**DESCRIPTION OF THE TASK:** What follows is a listing. Return every line of it exactly.

*** SUPPLIED ENTRIES Section Begins ***

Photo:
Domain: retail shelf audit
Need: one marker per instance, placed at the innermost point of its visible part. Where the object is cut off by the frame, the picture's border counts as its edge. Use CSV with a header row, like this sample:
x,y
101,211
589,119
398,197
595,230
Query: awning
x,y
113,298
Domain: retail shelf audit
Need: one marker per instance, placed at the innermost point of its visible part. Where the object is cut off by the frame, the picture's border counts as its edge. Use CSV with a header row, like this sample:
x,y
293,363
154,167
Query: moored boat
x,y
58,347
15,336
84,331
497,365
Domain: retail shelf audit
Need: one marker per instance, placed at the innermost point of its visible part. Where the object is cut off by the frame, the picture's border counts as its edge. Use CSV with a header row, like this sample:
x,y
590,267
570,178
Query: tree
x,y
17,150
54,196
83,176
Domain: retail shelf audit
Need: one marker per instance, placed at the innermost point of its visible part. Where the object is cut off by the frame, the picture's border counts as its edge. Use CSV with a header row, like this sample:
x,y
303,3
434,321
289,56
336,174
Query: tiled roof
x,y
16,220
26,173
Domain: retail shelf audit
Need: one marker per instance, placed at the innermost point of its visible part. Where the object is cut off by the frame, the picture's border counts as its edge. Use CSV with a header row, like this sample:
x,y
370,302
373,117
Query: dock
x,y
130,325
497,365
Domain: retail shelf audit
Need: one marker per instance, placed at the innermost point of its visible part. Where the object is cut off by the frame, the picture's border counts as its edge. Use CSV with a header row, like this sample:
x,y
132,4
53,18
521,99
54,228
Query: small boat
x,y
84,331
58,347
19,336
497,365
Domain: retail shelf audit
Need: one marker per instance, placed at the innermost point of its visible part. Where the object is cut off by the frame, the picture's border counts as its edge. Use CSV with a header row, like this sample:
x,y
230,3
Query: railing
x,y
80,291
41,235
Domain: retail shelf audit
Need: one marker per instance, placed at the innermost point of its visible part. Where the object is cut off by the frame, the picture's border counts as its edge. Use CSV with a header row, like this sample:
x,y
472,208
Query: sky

*** SUPPLIED ENTRIES Section Ends ***

**RESULT:**
Photo:
Domain: retail shelf audit
Need: one marker per instance, placed at the innermost point of its visible part. Where the object is cut off by the frame, the picture's border counts as its edge. Use CSV with a header row, like this sample:
x,y
101,211
589,119
398,197
595,230
Query: awning
x,y
113,298
Domain: retail shelf audit
Need: one marker per instance, placed at the innermost point of its visible part. Where the object is cut off by the frame, the picture's border counts as its edge. Use CSV with a header row, like this sample:
x,y
293,363
154,167
Query: moored boat
x,y
58,347
15,336
84,331
497,365
Domain: retail shelf audit
Need: one marker per instance, placed at the innermost point of its visible part. Where the object is cut off by the frame, the picture's border counts as its edge. Use CSV with a header row, like this sample:
x,y
590,267
570,178
Query: tree
x,y
17,150
54,196
83,176
Domain: retail shelf audit
Need: one marker per instance, placed at the innermost point of its visible part. Where the object is cut off by the frame, the picture's border counts as its edge. Use CSV with a header row, like this sample:
x,y
303,3
434,321
289,56
336,174
Query: tiled roof
x,y
16,220
26,173
Domain: retail shelf audit
Need: one marker per instance, placed at the innermost point of its visible part. Where the object is cut off by the frame, the picture's border counts as its edge. Use CSV with a header row, like this sample:
x,y
370,302
373,117
Query: dock
x,y
130,325
497,365
Domain: retail shelf audit
Need: one marker per instance, placed at the innermost point of its visible part. Where the object is cut off by the frame, the picture's border counts as its edge. Use CSV with a header row, like this sample:
x,y
132,4
53,18
521,99
54,228
Query: small boat
x,y
84,331
58,347
19,336
497,365
Domain: retail shelf audit
Need: one marker per instance, placed at the innermost point of its visible part. Where the object is cut off by the frame, the picture's border counts as its edge. Use CSV with a header row, like this sample:
x,y
230,3
Query: railing
x,y
80,291
41,235
Domain: retail shelf audit
Need: one marker per instance, placed at the innermost point of its visible part. Where the object is cut off by the frame, the picture's border counts as its edge. Use CSV with a header row, like this sample:
x,y
472,208
Query: sky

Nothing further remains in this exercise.